SELECTED PASSAGE:
* * * * * * * * *
= Andrew Bryan (engineer) =

Scottish mining engineer and academic

Sir Andrew Meikle Bryan (1 March 1893 - 26 June 1988) was a Scottish mining engineer and academic.

==Life==
Andrew Bryan was born on 1 March 1893, the son of John Bryan, of Hamilton, Lanarkshire, and was educated at Greenfields School and at the former Hamilton Academy and is listed as a notable former pupil of the school in the Scottish Secondary Teachers' Association Magazine, February 1950, feature on Hamilton Academy in the article series 'Famous Scottish Schools'.

==Career==
After school, Bryan began work in a local colliery and studied at evening classes. In 1912 he won a scholarship to the University of Glasgow and following an interruption for service in World War I he graduated with a BSc Mining in 1919, subsequently being awarded a DSc and in 1952 an Honorary LLD, both also from Glasgow. In 1919 he also gained his First Class Certificate of Competence in mine management.

From 1920 to 1932 he was a Junior and later Senior Inspector of Mines in the Mines Inspectorate Northern Division working in the Newcastle and Durham areas of the Division., In 1932 Bryan was appointed to the James S. Dixon Chair of Mining, in the University of Glasgow and the Royal Technical College (renamed in 1956 the Royal College of Science and Technology and in 1964 becoming the University of Strathclyde). This Chair had been endowed in 1907 by another former pupil of Hamilton Academy, James Stedman Dixon. Andrew Bryan was to hold this professorship until 1940, in which year he was appointed General Manager of the Shotts Iron Co. Ltd. in Lanarkshire, Scotland (and despite its name this was now primarily a coal mining company), becoming a Director in 1942 and the company's Managing Director in 1944.

During the Second World War Bryan was appointed Deputy Director of Mining Supplies for Britain from 1939 to 1940 and Group Production Director, Scottish Region (Ministry of Fuel and Power)in 1943.

In 1947 Bryan returned to the Mines Inspectorate as Chief Inspector of Mines in the Ministry of Fuel and Power, a post he held until 1951.

In 1951 he was appointed as a member of the National Coal Board where he was involved in the recruitment, training and development of staff, giving talks to schools and colleges and at the industry's summer schools. He retired from the Board in 1957 but continued as a consultant to the Board on health and safety and staffing matters and generally as a mining consultant.

In 1945 Bryan was elected Fellow of the Royal Society of Edinburgh and in March 1950 knighthood was conferred on him by HM King George VI at Buckingham Palace.

==Professional activity==

Bryan was a member of various professional bodies during his career, serving as a council member and in positions of responsibility with most of them:
- Institute of Ceramics
- Institute of Fuel (Chairman, Scottish Section 1945)
* * * * * * * * *
DATA EXTRACT:

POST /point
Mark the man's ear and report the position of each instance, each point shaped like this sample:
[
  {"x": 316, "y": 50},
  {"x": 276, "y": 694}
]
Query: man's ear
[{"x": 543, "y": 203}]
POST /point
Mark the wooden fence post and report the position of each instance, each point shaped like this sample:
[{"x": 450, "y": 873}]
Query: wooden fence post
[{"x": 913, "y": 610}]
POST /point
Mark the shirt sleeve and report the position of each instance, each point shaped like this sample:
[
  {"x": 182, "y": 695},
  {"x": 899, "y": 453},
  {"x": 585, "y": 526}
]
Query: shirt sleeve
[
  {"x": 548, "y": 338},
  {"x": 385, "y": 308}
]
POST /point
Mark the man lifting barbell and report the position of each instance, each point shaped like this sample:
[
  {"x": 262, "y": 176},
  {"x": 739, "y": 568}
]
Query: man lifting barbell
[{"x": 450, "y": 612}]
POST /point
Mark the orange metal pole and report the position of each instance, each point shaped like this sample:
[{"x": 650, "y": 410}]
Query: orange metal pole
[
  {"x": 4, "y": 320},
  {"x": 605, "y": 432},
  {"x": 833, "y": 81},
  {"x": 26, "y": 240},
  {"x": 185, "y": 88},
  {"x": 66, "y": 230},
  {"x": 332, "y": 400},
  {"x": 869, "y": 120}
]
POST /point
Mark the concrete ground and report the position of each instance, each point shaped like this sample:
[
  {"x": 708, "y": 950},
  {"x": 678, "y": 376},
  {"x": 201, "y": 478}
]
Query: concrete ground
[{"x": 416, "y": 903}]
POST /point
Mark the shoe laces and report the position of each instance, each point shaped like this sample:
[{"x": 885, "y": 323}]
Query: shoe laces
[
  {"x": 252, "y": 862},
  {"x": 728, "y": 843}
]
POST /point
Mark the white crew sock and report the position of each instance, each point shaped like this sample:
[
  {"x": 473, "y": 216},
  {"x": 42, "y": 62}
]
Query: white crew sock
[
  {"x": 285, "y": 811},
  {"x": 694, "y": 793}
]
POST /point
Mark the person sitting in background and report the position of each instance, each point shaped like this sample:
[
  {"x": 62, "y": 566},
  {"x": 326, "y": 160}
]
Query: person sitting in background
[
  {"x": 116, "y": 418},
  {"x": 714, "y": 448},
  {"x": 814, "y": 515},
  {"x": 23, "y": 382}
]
* * * * * * * * *
TASK PROMPT:
Reproduce word for word the part of the article on Andrew Bryan that begins at the words "In 1945 Bryan" and stops after "at Buckingham Palace.".

SOLVED EXERCISE:
In 1945 Bryan was elected Fellow of the Royal Society of Edinburgh and in March 1950 knighthood was conferred on him by HM King George VI at Buckingham Palace.